[Start of section]
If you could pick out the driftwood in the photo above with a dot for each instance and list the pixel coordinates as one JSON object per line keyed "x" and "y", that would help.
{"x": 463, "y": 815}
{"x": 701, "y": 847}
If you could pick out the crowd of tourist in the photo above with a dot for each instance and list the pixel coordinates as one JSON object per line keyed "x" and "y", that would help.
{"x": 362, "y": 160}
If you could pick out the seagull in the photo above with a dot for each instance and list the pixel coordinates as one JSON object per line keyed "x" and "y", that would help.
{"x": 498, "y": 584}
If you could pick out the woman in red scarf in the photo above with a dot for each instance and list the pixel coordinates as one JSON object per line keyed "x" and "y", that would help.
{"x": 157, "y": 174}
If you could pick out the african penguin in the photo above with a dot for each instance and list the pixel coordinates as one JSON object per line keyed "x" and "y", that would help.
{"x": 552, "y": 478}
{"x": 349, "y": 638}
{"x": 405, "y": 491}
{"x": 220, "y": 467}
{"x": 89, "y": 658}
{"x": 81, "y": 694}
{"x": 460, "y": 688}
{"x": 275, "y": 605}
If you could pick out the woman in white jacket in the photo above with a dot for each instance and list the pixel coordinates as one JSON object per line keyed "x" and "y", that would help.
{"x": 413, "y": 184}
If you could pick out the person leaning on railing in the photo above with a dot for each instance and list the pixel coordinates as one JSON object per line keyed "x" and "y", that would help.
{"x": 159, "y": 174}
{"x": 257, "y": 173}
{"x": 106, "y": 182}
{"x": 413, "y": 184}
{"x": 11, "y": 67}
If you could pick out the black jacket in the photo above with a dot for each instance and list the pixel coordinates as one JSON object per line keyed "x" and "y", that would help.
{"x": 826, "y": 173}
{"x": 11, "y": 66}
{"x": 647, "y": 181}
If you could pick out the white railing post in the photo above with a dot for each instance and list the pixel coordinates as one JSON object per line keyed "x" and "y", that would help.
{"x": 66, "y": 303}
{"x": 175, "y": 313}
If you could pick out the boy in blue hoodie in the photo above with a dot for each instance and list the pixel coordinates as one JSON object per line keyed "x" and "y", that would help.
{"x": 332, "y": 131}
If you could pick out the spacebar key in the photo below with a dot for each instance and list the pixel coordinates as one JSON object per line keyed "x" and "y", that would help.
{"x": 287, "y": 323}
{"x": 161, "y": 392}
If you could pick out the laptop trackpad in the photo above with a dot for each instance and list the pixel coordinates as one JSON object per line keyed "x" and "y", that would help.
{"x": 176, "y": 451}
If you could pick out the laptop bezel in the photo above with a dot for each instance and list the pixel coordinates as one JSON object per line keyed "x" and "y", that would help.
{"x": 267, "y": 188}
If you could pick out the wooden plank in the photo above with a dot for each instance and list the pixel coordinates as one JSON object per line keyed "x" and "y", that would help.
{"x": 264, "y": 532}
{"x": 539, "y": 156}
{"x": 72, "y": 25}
[End of section]
> _Task item_
Output the data exactly, so that every line matches the original.

> _Reply_
If you could pick out the driftwood in the photo above with a dot for each instance and list the pixel coordinates as one JSON object per line keyed "x" and "y", that would help.
{"x": 463, "y": 815}
{"x": 701, "y": 847}
If you could pick out the crowd of tourist in the photo above with a dot for each instance and list the pixel coordinates as one JSON object per line keyed "x" and "y", that would help.
{"x": 362, "y": 160}
If you could pick out the seagull in the photo above with a dot for each instance and list the pixel coordinates as one JSON object per line keyed "x" and "y", that would help.
{"x": 498, "y": 584}
If you could pick out the woman in red scarf in the photo above with a dot for each instance and list the pixel coordinates as one JSON object per line keyed "x" and "y", that would help.
{"x": 157, "y": 174}
If you could pick out the african penguin in the photo above with a dot for each instance and list the pixel coordinates as one JSON object per line keyed "x" and "y", that would help.
{"x": 552, "y": 478}
{"x": 349, "y": 638}
{"x": 405, "y": 491}
{"x": 220, "y": 467}
{"x": 89, "y": 658}
{"x": 81, "y": 694}
{"x": 460, "y": 688}
{"x": 275, "y": 605}
If you could pick out the woman in white jacket in the photo above with a dot for each instance and list the pixel coordinates as one JSON object per line keyed "x" and "y", that would help.
{"x": 413, "y": 184}
If you could pick out the person leaning on railing in the photo above with a dot for each instance and list the pixel coordinates as one JSON object per line keyed "x" and "y", that would help.
{"x": 159, "y": 174}
{"x": 257, "y": 173}
{"x": 106, "y": 182}
{"x": 413, "y": 184}
{"x": 11, "y": 67}
If you could pick out the black jacket in the photo above with a dot for each instance and list the pixel coordinates as one JSON object per line keyed "x" and "y", that would help.
{"x": 826, "y": 173}
{"x": 11, "y": 66}
{"x": 647, "y": 181}
If you could pick out the white railing post in the photo above with a dot for each instance and list the pixel coordinates as one JSON object per line keyed "x" and "y", that would help.
{"x": 66, "y": 303}
{"x": 175, "y": 313}
If you could pick out the boy in blue hoodie in the photo above with a dot for each instance and list the pixel coordinates as one JSON object per line keyed "x" and "y", that would help.
{"x": 332, "y": 131}
If you could pick out the spacebar key in the photo below with a dot for each instance and list the pixel coordinates as one JSON object per line keyed "x" and "y", that would help.
{"x": 287, "y": 323}
{"x": 161, "y": 392}
If you could pick out the laptop trackpad in the photo above with a dot for each instance and list the pixel coordinates as one JSON object per line keyed "x" and "y", that would help.
{"x": 176, "y": 451}
If you could pick out the laptop bezel in the photo above with a dot for each instance and list the pixel coordinates as one JSON object per line keyed "x" and "y", that would help.
{"x": 267, "y": 188}
If you could pick out the wooden plank in the photo above with a dot for each instance and list the pixel coordinates as one JSON object per line keyed "x" and "y", that would help.
{"x": 264, "y": 532}
{"x": 539, "y": 156}
{"x": 72, "y": 25}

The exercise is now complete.